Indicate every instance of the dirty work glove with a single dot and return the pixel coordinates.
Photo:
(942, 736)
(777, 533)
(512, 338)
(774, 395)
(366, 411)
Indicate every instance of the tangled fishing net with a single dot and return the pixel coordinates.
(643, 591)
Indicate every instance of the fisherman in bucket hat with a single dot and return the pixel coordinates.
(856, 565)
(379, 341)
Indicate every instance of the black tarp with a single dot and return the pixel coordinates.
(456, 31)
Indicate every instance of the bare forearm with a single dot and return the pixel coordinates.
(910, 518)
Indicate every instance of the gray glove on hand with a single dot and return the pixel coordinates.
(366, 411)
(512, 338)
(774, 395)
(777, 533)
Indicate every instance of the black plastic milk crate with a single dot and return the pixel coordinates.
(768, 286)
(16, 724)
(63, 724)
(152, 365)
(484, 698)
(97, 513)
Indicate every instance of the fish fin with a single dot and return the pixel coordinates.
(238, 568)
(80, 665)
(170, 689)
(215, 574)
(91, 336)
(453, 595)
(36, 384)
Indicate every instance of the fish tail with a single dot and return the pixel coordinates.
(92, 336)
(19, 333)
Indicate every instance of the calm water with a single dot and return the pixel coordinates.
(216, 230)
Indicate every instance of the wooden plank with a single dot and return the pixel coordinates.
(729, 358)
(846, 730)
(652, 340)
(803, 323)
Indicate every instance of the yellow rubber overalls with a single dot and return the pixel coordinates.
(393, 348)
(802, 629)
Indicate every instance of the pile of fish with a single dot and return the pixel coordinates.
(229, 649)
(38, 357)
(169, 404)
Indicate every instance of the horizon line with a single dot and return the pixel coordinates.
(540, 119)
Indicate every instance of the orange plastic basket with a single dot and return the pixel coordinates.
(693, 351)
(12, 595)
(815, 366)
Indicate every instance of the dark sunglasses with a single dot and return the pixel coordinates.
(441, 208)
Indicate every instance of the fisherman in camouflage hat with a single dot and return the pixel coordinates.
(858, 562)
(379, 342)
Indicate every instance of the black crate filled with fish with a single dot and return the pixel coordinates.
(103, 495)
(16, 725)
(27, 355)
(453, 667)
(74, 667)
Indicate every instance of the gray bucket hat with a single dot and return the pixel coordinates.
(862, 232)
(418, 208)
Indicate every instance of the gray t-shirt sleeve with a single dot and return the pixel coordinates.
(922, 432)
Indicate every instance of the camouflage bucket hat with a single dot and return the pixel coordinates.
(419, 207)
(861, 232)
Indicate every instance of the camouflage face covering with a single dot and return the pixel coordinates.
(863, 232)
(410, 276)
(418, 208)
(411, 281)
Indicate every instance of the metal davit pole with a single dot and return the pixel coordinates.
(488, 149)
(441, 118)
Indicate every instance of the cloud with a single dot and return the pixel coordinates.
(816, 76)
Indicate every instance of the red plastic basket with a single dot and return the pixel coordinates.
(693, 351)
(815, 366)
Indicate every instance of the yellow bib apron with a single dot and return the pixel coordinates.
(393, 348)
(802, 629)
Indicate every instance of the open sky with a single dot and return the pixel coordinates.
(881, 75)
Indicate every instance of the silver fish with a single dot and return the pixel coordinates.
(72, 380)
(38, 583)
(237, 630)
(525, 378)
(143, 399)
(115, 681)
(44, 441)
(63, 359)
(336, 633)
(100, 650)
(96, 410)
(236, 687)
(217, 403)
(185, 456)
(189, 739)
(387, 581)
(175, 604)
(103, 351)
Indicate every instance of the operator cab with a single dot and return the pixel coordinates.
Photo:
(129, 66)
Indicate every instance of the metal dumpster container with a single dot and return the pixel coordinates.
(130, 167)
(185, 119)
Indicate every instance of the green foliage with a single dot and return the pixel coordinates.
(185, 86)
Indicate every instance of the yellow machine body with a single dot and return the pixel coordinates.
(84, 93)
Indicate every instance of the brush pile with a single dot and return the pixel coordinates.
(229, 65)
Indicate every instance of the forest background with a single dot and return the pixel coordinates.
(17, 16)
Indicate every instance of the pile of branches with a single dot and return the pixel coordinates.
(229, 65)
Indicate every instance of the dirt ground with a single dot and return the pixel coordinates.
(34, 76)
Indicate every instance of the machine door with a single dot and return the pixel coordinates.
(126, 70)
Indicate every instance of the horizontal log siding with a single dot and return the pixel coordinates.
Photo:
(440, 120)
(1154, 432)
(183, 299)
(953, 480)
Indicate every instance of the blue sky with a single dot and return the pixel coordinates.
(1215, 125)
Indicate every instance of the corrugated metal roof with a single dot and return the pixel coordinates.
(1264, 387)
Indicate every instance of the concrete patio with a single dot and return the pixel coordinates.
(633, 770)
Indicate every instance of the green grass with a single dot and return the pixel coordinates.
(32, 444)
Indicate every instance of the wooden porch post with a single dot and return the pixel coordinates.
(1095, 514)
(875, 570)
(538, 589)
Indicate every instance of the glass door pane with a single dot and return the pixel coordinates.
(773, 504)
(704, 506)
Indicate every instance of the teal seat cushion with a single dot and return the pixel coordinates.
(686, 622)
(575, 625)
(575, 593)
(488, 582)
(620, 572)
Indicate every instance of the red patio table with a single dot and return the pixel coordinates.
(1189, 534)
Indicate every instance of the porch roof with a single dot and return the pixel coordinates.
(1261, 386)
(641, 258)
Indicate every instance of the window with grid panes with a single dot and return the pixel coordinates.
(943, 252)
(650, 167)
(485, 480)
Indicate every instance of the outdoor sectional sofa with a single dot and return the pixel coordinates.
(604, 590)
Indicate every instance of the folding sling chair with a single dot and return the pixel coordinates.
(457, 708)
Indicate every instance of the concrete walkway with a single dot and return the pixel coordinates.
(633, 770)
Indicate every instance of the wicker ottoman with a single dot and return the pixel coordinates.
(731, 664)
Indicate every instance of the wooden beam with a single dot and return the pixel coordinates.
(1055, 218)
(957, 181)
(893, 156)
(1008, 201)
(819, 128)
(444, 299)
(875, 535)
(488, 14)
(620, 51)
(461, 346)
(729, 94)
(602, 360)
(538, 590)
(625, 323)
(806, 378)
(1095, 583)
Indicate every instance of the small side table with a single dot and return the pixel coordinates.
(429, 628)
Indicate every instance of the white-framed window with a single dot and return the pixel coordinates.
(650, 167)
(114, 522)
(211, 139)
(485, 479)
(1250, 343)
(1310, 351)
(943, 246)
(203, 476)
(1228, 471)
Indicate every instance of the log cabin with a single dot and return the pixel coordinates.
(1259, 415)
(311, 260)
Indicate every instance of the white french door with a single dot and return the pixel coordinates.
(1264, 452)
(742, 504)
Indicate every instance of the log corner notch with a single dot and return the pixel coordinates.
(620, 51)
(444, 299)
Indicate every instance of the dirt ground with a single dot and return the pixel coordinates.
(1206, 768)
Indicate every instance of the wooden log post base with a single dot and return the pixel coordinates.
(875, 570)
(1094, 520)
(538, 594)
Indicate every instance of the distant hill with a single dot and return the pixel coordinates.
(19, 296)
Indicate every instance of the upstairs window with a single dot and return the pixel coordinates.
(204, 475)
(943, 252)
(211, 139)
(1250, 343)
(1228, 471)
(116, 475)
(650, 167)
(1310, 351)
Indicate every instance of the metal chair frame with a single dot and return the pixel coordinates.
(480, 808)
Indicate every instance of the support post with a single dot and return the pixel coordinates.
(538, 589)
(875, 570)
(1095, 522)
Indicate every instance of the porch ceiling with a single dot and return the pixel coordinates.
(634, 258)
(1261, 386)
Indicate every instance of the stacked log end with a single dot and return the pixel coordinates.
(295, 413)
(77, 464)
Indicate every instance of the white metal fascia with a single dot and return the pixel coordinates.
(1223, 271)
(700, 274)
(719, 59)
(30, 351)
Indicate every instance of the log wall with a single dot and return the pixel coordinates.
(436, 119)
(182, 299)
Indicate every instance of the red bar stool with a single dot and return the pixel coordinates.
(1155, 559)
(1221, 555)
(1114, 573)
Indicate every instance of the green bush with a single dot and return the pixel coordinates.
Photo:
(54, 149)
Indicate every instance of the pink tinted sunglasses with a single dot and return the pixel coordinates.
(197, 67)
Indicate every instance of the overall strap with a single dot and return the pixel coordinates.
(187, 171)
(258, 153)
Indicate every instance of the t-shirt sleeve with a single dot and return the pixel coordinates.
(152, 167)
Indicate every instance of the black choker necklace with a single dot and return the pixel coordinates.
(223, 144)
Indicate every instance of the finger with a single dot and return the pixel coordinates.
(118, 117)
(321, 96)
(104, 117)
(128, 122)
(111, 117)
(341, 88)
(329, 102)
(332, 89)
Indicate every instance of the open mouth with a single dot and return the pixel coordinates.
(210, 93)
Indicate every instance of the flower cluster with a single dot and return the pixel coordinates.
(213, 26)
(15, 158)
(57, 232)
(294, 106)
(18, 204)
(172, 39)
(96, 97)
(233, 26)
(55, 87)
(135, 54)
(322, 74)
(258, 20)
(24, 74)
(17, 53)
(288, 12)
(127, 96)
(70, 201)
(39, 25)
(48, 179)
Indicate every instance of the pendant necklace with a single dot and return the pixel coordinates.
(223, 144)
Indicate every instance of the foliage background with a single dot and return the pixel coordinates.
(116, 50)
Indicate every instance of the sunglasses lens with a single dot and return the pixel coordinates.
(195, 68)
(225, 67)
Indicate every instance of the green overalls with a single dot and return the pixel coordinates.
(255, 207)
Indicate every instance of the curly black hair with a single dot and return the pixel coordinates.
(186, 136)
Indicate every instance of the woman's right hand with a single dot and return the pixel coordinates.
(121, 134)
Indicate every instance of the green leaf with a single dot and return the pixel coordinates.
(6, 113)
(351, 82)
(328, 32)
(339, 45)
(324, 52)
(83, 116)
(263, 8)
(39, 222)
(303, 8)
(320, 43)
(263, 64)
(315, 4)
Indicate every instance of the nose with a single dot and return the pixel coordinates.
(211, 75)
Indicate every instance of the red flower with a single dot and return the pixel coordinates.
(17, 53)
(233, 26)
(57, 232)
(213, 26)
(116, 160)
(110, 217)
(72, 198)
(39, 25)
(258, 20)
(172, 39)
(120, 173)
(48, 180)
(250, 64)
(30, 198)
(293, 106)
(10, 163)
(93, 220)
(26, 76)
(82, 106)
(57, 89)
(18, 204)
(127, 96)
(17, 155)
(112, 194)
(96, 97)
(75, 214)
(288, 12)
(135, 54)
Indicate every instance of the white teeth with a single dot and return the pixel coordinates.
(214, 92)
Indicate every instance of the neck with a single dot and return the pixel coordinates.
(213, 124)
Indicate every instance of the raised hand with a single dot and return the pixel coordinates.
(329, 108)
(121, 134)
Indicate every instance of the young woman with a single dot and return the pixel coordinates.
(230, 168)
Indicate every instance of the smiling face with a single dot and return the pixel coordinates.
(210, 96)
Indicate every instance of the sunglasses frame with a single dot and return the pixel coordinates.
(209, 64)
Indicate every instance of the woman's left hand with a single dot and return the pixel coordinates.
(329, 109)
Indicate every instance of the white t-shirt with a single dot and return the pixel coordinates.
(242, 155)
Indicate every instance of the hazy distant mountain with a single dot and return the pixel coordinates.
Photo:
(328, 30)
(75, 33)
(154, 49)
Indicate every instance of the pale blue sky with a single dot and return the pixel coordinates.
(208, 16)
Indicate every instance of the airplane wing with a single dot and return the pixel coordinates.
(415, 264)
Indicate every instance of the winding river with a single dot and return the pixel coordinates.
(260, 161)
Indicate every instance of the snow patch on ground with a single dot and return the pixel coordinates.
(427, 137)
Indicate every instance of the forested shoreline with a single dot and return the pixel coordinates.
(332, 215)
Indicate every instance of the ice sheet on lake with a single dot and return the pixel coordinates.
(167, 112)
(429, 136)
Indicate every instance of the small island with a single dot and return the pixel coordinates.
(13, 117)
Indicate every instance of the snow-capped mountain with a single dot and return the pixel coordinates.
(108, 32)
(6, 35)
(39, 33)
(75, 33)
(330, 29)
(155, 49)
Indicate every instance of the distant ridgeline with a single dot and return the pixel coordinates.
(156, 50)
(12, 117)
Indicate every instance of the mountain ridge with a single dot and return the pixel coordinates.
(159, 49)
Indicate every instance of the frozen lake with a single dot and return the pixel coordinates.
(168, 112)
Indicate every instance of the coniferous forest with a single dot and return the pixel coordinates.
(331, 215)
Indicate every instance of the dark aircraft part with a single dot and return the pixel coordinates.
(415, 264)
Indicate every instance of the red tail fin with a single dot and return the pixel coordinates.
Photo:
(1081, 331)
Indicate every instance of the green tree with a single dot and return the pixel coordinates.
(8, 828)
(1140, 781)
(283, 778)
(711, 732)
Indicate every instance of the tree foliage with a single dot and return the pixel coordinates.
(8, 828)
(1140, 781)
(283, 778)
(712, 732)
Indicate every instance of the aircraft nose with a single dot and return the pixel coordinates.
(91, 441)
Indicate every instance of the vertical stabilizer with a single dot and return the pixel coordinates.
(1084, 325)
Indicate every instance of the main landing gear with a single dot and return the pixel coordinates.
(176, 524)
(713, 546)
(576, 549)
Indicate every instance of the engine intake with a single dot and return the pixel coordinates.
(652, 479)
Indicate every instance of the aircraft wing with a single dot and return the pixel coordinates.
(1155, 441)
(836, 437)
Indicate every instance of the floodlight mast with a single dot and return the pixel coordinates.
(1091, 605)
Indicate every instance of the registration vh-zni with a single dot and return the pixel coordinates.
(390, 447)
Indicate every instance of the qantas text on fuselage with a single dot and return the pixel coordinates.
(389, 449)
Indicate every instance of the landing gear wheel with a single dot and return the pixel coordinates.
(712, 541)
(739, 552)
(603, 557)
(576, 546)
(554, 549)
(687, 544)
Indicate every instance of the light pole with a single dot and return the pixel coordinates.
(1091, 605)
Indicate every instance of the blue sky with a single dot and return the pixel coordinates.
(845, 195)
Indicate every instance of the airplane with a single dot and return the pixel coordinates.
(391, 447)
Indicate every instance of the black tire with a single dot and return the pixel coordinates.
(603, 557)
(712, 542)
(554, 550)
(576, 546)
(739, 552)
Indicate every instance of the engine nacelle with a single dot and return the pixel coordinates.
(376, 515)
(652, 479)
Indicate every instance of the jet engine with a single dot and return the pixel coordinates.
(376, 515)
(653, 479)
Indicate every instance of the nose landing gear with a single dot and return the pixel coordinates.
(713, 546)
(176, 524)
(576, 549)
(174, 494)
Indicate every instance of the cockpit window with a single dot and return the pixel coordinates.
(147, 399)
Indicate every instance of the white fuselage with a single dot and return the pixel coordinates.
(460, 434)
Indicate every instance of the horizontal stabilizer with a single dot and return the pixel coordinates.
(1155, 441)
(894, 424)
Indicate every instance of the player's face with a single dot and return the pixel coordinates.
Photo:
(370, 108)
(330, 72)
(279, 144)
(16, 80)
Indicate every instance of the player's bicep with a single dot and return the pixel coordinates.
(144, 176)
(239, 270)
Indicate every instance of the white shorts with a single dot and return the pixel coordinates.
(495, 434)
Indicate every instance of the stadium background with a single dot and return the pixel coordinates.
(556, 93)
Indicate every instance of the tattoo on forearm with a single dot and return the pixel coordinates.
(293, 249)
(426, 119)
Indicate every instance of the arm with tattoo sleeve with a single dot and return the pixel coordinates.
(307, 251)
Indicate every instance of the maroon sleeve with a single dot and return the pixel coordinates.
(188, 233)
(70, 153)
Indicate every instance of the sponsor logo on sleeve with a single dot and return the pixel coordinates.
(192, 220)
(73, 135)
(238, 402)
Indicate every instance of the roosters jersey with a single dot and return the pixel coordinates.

----

To do
Repeat, with no changes, each line from the one with "Indicate every instance of the airplane with" to the end of the listing, including both ends and nothing else.

The response
Indicate every instance of the airplane with a single dot and return the pixel coordinates.
(391, 447)
Indicate every instance of the black tire with a single dot and return the pixel coordinates.
(603, 557)
(712, 542)
(554, 550)
(576, 546)
(739, 552)
Indicate every instance of the engine nacelle with a single dot and return the pixel coordinates.
(376, 515)
(652, 479)
Indicate every instance of the jet engine with a single dot and return the pixel coordinates.
(376, 515)
(653, 479)
Indicate every instance of the nose landing gear with a single dot and return the pixel coordinates.
(713, 546)
(176, 524)
(576, 549)
(174, 494)
Indicate every instance of the cockpit window with a single dot and return the pixel coordinates.
(147, 399)
Indicate every instance of the white fuselage with a single dot and return the pixel coordinates.
(460, 434)
Indicate every instance of the horizontal stabilizer with a single dot and return the pixel coordinates.
(1155, 441)
(894, 424)
Indicate every instance of the player's face with a single dot and return the pixel coordinates.
Photo:
(370, 108)
(330, 72)
(279, 144)
(16, 80)
Indicate every instance of the player's bicep with a single dot and return the pixel coordinates.
(144, 176)
(239, 270)
Indicate every instance of the white shorts with a single dot and return the pixel coordinates.
(495, 434)
Indicate every instance of the stadium background with a single dot and return the pixel coordinates.
(556, 93)
Indicate every instance of the tattoo on forearm with a single dot and return the pixel coordinates.
(293, 249)
(426, 119)
Indicate every instance of the arm with tattoo sleeve with a single dot and return the pixel coordinates.
(307, 251)
Indicate every instance of the maroon sleeve with a single dot and return the pixel coordinates.
(188, 233)
(70, 153)
Indicate every instance of the sponsor logo on sleeve with a single dot and return the pixel coordinates.
(192, 220)
(73, 135)
(238, 402)
Indicate every instance of the roosters jersey with a single dot and return the pixel coordinates.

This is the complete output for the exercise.